● **PROBLEM STATEMENT**:
Can you copy out each of the following rows word for word, leaving nothing changed?
-- start --
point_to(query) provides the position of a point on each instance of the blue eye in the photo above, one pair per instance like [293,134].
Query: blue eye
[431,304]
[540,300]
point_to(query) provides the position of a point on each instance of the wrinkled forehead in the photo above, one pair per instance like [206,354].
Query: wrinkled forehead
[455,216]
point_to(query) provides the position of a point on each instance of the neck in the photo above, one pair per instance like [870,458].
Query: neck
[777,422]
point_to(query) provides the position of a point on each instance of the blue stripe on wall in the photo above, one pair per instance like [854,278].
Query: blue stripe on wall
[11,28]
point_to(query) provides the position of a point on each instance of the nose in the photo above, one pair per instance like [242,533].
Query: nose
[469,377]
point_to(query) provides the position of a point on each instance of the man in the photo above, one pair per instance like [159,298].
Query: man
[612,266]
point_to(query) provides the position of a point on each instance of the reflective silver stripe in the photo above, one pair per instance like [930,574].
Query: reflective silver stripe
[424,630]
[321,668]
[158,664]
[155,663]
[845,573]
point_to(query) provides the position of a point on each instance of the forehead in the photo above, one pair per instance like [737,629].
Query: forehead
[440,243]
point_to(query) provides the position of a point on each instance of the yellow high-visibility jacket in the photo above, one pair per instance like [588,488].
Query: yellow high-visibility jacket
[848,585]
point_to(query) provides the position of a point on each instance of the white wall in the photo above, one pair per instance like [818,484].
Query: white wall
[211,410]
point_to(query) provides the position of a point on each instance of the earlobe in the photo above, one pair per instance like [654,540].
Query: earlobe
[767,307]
-- end --
● **RESULT OF THE TASK**:
point_to(query) provides the position of a point on each instance of the blue eye in the photo above, one pair per instance like [293,134].
Query: blue eye
[431,304]
[540,300]
point_to(query) provides the position of a point on each instance of the wrinkled forehead in the photo above, one pair per instance like [206,354].
Query: wrinkled forehead
[455,216]
point_to(query) provides the position of a point on each instance of the neck in the photo above, one pair per instance like [870,458].
Query: neck
[777,422]
point_to(query) provides the position of a point on each instance of the blue stripe on wall in the photo above, one pair per instance like [854,278].
Query: blue stripe on wall
[11,28]
point_to(query) provides the position of a point on each instance of the nose in the photo above, one pair per instance like [242,533].
Query: nose
[469,377]
point_to(query) provides the position of a point on each instance of the man in the photo above, one pair per instance like [159,298].
Query: man
[612,266]
point_to(query) provides the position of a point on each instance of the reflective silver stripe in the photo above, one pair per instance like [930,574].
Query: reflective silver stripe
[424,630]
[321,668]
[158,664]
[155,663]
[845,573]
point_to(query) provides the position of a point on each instance of the forehead in the photo above, one pair per instance like [737,629].
Query: forehead
[440,243]
point_to(query) provides the position of a point on each instance of the yellow high-visibility jacket in the photo above, one pair per instance like [588,488].
Query: yellow high-visibility jacket
[848,585]
point_to(query) provides the position of a point on each instance of the white wall in the photo above, one pair per instance like [818,484].
Query: white wall
[211,410]
point_to(query) provides the position of a point on each instance of the earlobe in the photo above, one pair per instance like [654,540].
Query: earlobe
[767,307]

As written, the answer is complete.